▶ **BRIEF**: Having found the line that holds "stone battlement, put", give that line and all lines after it again, word for word, through the end of the data below.

Stored data entries
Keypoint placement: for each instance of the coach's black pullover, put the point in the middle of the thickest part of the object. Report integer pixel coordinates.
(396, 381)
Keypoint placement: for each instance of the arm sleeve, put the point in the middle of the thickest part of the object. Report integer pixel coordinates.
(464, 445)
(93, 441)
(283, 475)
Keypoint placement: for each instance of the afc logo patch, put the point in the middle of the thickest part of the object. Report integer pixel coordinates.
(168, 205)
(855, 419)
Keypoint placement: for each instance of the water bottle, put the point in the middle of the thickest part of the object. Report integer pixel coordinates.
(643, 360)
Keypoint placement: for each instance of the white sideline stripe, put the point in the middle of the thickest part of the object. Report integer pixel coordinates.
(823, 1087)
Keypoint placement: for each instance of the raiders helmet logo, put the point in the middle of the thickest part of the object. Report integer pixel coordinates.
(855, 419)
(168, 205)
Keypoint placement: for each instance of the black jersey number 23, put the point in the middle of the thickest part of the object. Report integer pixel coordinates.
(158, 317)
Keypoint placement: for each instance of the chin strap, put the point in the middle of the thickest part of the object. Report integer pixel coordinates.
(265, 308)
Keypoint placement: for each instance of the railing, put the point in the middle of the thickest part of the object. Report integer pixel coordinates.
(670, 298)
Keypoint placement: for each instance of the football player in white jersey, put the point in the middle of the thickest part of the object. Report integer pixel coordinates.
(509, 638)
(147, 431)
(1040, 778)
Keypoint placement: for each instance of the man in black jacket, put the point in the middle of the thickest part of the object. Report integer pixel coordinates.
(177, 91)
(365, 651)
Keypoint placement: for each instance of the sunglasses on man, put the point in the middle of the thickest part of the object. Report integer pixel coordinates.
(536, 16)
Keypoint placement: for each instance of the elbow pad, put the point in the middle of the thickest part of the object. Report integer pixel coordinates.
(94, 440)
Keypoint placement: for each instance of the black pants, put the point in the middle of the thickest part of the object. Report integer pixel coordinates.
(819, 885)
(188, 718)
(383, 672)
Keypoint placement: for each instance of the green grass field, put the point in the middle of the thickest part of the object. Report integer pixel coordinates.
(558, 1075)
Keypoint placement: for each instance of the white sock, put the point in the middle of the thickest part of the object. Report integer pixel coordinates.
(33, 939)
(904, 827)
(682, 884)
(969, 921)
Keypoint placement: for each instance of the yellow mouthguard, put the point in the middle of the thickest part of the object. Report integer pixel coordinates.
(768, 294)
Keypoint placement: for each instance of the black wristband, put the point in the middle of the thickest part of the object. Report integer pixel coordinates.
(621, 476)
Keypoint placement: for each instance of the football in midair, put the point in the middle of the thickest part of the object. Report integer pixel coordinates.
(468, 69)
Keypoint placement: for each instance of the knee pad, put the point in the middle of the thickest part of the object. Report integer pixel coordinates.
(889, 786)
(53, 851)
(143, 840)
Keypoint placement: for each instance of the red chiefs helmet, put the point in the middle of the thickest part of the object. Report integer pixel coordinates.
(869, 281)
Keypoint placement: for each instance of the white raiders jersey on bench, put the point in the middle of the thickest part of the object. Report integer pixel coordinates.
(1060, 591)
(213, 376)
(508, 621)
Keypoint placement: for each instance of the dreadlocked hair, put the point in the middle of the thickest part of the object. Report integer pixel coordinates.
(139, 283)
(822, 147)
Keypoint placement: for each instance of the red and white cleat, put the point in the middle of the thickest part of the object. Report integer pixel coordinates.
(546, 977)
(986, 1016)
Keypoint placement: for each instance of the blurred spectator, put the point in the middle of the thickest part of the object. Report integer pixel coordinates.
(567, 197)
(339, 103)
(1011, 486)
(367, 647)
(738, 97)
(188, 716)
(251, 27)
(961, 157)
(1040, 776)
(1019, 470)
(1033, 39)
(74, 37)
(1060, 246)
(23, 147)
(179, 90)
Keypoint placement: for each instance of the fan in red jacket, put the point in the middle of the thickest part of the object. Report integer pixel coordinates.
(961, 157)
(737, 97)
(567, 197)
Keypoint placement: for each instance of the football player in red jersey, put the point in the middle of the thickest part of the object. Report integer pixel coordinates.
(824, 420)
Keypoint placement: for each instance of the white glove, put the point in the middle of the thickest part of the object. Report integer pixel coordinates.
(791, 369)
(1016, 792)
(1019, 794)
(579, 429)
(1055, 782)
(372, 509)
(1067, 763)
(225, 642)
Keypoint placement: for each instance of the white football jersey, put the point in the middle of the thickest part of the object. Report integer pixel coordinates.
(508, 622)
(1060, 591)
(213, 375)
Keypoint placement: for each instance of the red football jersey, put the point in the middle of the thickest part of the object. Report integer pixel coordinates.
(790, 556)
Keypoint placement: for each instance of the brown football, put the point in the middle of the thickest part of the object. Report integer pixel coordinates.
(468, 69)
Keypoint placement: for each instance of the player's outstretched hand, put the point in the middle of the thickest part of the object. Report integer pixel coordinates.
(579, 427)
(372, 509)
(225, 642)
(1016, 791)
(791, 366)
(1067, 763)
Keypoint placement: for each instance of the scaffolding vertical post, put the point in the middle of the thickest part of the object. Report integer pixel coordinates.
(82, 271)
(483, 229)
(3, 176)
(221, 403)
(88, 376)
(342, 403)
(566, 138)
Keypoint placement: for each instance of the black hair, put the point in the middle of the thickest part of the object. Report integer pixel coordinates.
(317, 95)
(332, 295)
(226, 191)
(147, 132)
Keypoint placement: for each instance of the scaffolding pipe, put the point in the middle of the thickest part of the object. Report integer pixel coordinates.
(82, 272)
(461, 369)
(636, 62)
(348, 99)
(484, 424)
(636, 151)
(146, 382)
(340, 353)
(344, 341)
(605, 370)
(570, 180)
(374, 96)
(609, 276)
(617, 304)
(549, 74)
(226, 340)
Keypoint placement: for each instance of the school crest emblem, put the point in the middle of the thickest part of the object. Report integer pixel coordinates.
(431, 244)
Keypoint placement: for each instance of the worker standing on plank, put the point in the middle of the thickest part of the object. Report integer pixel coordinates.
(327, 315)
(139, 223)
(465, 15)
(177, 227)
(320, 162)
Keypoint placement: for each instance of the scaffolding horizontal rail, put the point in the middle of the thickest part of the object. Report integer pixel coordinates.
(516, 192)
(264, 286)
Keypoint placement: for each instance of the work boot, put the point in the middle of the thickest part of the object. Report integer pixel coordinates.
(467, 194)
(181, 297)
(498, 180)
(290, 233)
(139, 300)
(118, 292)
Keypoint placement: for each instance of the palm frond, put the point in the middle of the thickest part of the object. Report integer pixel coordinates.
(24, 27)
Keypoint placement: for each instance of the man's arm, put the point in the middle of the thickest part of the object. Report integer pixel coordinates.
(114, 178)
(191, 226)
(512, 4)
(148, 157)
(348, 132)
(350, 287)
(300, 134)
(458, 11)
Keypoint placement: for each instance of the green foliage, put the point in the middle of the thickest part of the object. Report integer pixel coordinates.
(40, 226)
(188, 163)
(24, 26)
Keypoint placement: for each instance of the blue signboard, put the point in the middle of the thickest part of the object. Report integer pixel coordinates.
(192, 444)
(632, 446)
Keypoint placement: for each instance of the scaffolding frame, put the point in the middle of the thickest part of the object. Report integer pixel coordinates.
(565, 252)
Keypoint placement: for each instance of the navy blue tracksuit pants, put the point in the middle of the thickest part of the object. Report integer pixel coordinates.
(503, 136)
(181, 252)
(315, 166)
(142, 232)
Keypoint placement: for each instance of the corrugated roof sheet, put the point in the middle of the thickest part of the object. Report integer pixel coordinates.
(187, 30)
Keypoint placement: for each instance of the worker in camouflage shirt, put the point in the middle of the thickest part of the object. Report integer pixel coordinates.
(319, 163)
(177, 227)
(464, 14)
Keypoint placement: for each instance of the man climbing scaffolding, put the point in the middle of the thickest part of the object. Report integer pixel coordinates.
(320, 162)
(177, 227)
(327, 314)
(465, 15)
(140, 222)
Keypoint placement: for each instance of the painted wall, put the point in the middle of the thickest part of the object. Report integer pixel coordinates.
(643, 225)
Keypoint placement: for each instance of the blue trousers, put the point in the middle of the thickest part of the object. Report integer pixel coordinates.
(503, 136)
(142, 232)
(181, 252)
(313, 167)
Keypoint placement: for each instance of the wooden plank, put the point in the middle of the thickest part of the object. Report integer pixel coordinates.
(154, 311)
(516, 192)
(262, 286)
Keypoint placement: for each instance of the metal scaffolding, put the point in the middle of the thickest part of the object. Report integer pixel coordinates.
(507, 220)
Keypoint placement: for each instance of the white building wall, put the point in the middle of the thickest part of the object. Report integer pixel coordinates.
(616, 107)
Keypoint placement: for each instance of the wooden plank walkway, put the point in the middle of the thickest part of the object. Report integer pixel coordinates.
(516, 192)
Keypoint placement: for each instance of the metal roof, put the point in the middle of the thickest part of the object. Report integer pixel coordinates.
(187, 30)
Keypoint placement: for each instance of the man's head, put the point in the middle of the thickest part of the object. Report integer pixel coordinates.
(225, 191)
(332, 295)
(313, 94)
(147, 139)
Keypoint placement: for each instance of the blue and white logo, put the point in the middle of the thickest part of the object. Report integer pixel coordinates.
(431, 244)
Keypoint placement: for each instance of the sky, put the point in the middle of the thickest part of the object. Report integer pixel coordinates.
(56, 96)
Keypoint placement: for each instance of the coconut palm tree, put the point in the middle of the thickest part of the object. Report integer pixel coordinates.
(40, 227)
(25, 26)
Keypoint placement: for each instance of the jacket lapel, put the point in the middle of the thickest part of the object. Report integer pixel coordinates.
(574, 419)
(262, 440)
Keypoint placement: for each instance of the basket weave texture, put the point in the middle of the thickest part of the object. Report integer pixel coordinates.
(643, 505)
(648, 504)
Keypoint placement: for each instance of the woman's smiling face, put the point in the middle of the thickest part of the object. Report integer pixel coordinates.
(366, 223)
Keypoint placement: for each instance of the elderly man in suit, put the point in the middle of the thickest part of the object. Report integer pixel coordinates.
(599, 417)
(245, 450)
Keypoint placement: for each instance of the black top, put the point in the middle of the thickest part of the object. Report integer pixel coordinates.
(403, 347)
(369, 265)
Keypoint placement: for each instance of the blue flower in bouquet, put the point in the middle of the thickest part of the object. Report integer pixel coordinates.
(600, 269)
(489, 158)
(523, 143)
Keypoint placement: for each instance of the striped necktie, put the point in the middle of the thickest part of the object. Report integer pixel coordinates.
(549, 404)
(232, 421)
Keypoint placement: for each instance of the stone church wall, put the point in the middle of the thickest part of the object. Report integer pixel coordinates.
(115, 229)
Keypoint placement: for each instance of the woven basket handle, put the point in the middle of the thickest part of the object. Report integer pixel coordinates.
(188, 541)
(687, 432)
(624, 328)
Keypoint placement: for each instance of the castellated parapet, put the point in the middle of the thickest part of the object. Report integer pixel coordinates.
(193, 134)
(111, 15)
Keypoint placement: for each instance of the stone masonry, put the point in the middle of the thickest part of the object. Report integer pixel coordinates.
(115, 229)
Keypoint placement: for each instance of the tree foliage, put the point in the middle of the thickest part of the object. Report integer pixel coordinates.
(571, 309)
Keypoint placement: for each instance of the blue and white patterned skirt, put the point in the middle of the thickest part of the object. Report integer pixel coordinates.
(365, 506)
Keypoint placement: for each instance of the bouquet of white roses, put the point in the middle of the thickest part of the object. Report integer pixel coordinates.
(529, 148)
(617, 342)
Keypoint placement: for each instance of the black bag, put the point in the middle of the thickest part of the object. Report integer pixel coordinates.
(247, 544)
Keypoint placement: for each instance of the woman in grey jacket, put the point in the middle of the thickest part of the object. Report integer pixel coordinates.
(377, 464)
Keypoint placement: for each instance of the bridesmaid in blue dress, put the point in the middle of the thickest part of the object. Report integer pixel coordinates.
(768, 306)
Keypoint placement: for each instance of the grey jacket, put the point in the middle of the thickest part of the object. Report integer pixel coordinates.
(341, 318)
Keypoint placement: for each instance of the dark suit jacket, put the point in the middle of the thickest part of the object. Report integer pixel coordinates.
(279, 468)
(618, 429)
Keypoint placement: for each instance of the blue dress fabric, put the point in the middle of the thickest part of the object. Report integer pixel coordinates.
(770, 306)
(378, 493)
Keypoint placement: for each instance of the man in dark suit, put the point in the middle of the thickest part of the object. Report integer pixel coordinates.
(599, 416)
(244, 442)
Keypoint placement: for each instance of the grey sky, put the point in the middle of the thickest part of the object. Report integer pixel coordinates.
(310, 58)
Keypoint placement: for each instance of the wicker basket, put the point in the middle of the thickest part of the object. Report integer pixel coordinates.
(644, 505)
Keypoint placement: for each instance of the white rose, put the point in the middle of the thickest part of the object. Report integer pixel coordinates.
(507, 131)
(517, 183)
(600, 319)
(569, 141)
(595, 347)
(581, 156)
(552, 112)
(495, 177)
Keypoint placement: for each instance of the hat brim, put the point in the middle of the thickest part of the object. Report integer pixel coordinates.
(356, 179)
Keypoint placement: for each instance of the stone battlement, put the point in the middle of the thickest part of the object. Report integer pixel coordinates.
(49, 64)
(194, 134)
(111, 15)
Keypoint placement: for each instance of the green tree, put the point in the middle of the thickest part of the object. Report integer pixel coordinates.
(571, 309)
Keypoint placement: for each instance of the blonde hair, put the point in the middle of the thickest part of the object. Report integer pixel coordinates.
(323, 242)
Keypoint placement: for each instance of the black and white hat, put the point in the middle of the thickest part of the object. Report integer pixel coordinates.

▶ **SOLUTION TO THIS PROBLEM**:
Keypoint placement: for each instance of the stone battlement, put the point in the middle of the thickest part of the object. Report integer pixel coordinates.
(49, 64)
(194, 134)
(111, 15)
Keypoint placement: for each instance of the green tree, put the point in the middle of the thickest part of the object. Report integer pixel coordinates.
(571, 309)
Keypoint placement: for each instance of the blonde hair, put the point in the middle of the thickest part of the object. Report integer pixel coordinates.
(323, 242)
Keypoint placement: for each instance of the black and white hat, put the point in the middle of the thickest part of the object. Report integer pixel coordinates.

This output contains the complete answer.